= Coordinate labeling data =
'''

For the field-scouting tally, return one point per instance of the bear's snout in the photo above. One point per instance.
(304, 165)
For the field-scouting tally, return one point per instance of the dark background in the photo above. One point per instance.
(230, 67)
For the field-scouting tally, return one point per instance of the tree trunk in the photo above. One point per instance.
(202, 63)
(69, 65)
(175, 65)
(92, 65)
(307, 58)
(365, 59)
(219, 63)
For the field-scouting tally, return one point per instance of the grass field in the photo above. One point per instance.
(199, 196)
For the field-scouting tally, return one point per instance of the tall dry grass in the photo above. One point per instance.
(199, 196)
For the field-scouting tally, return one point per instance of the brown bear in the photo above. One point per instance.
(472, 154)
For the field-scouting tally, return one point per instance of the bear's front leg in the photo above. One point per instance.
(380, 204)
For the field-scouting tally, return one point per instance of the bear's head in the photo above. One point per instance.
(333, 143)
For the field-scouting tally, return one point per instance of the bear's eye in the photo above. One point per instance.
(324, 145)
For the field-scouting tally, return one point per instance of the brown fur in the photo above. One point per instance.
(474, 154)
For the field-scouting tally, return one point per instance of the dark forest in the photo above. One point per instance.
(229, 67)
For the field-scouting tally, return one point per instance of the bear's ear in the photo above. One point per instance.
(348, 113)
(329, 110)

'''
'''

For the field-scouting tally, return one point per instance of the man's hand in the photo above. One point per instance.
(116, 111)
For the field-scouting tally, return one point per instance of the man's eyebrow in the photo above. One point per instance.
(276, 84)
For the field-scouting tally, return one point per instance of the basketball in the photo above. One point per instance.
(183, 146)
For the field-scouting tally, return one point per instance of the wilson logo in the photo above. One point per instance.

'''

Which lines in the data above contain the string "bear"? Show each of them in full, matching case exactly.

For the field-scouting tally, return one point per instance of the bear's snout in the photo above. One point per instance.
For the field-scouting tally, return one point per instance of the brown bear in the photo above. One point per instance.
For the field-scouting tally, return one point per instance of the bear's front leg in the photo above. One point per instance.
For the field-scouting tally, return one point per instance of the bear's head in the photo above. One point per instance.
For the field-scouting tally, return one point per instance of the bear's eye in the photo above. One point per instance.
For the field-scouting tally, return one point per instance of the bear's ear in the photo above. One point per instance.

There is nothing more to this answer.